> Tarea del ejercicio
Convierte, por favor, todas las líneas de los registros siguientes en una lista JSON de cadenas, con una cadena por línea y sin las líneas en blanco.

[Registros de una colección]
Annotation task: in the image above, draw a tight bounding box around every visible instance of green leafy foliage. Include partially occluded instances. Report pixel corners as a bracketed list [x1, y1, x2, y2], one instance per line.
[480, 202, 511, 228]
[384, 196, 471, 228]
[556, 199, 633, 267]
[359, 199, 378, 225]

> Resultado correcto
[
  "Annotation task: in the image above, draw a tight bounding box around every visible instance of green leafy foliage. Include partially occluded instances. Report pixel corners as a bracketed list [x1, y1, x2, y2], one instance per line.",
  "[480, 202, 511, 228]",
  "[384, 196, 471, 228]",
  "[556, 199, 633, 267]",
  "[359, 199, 378, 225]"
]